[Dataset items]
==================================================
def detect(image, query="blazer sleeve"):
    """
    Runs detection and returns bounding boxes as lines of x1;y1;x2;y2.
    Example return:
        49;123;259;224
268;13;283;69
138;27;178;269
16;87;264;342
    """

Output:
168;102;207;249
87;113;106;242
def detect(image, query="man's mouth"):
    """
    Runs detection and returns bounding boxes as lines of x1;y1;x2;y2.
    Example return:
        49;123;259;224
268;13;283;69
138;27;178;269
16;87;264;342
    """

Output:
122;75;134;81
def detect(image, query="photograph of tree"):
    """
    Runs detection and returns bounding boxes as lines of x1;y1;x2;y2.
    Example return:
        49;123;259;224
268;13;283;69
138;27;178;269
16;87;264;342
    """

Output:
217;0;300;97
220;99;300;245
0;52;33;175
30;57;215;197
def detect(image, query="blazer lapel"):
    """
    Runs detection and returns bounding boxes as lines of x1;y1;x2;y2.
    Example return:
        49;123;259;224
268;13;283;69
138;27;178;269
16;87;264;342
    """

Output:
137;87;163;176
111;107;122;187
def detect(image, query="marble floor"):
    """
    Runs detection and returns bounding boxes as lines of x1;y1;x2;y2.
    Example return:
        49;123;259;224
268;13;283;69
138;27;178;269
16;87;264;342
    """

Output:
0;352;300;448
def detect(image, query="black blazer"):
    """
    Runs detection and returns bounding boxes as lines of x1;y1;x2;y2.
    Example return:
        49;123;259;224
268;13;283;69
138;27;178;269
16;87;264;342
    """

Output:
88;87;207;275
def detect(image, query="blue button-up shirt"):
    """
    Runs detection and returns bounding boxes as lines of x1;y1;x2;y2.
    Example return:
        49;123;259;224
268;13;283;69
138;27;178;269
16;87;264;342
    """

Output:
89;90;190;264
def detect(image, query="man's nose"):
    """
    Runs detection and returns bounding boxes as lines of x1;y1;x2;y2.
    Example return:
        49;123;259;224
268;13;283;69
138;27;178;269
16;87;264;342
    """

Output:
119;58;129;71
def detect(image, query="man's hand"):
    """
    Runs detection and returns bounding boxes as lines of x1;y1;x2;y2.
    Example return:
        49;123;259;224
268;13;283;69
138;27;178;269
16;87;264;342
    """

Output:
==================================================
Written problem - Pick out each line of the listing above that contains the string "image" and copy those lines.

Correct result -
def detect(image, query="blazer sleeve"):
def detect(image, query="man's mouth"):
def detect(image, query="photograph of tree"):
def detect(image, query="blazer lapel"):
def detect(image, query="marble floor"):
def detect(image, query="black blazer"):
def detect(image, query="blue button-up shirt"):
def detect(image, query="man's nose"):
def detect(image, query="man's hand"):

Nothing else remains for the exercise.